_Task requirements_.
List every line in the records below that contains the string "photo", matching case exactly.

_Records provided_.
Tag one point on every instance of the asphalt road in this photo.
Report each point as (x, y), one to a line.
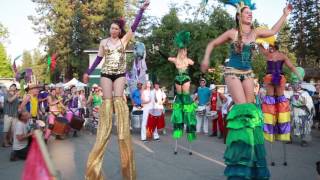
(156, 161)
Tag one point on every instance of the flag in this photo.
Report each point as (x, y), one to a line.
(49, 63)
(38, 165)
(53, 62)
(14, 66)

...

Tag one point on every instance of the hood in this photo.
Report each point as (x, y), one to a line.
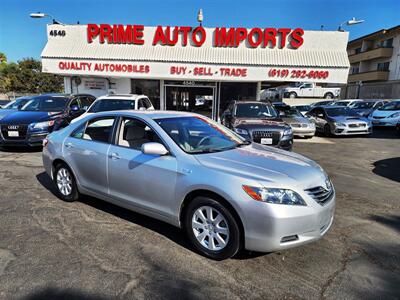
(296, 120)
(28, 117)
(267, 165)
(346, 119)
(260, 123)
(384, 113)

---

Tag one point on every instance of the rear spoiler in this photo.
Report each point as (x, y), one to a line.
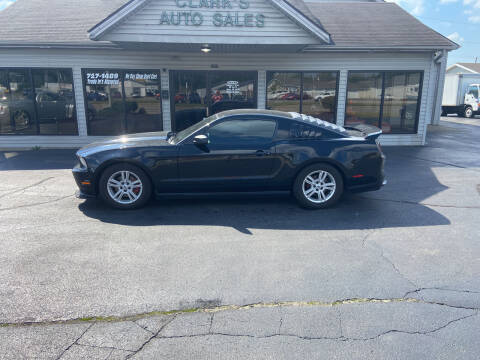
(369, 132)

_Response to this task_.
Tag one point on every instance of the asphalt road in this photo.
Tag one point on every instance of the flag in this photo.
Tag one point on every instance of the hood in this photo.
Tag one point on every instance of the rear spoiler in this photo.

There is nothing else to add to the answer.